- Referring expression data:
-- -- --
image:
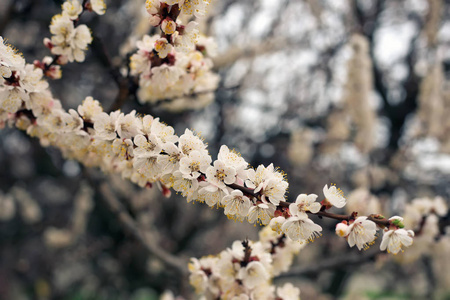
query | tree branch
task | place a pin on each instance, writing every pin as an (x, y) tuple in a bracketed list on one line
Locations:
[(341, 261)]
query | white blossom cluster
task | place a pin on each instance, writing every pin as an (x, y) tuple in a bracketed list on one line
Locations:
[(69, 41), (423, 215), (20, 80), (177, 63), (245, 271), (146, 151), (18, 201)]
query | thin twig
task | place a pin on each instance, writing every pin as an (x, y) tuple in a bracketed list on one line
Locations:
[(129, 223), (332, 263)]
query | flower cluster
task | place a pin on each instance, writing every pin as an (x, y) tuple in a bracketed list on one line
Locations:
[(176, 63), (423, 215), (147, 151), (69, 41), (245, 270), (362, 232)]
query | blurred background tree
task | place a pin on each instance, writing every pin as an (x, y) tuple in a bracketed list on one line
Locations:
[(351, 92)]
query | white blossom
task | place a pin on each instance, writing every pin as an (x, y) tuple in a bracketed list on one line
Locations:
[(361, 233), (98, 6), (236, 204), (300, 228), (303, 204), (394, 240), (220, 174), (261, 213), (194, 163), (334, 195)]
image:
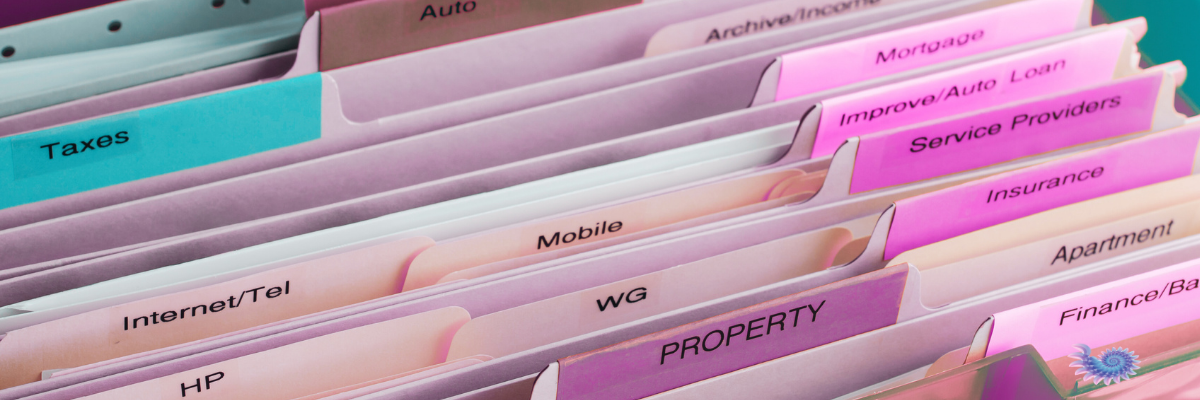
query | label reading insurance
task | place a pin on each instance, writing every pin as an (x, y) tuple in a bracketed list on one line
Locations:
[(77, 144)]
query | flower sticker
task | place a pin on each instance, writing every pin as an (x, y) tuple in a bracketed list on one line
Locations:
[(1111, 366)]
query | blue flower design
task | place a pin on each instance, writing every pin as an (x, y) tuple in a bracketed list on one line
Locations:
[(1111, 366)]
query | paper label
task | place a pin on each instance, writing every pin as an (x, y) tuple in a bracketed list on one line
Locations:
[(1063, 66), (706, 348), (370, 30), (345, 358), (159, 139), (977, 204), (1096, 242), (1102, 315), (749, 21), (834, 65), (905, 156), (175, 318), (73, 145), (576, 314)]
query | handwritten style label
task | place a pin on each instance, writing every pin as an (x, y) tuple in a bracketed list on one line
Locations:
[(706, 348), (904, 156), (977, 204), (834, 65), (1102, 315), (1068, 65)]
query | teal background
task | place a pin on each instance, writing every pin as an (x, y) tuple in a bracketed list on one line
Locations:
[(177, 136), (1173, 34)]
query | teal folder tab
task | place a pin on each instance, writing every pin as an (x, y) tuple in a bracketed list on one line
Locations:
[(160, 139)]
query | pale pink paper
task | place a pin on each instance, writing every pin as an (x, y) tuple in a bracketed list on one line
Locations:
[(354, 390), (318, 364), (1038, 323), (627, 219), (969, 207), (887, 159), (1077, 63), (834, 65)]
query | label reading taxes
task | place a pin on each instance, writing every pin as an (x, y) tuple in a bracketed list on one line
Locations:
[(75, 145), (714, 346), (909, 155), (1068, 65)]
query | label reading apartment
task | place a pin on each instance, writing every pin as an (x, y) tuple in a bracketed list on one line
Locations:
[(198, 311), (76, 145)]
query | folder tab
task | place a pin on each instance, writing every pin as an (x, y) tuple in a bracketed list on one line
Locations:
[(706, 348), (1048, 124), (160, 139), (1102, 315), (982, 203), (1077, 63), (373, 29), (834, 65)]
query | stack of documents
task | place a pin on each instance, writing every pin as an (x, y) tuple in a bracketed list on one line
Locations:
-- -- --
- About this task: Give the count, and only the count, of lines in these records that hold the string "flower".

- Answer for this exercise: 3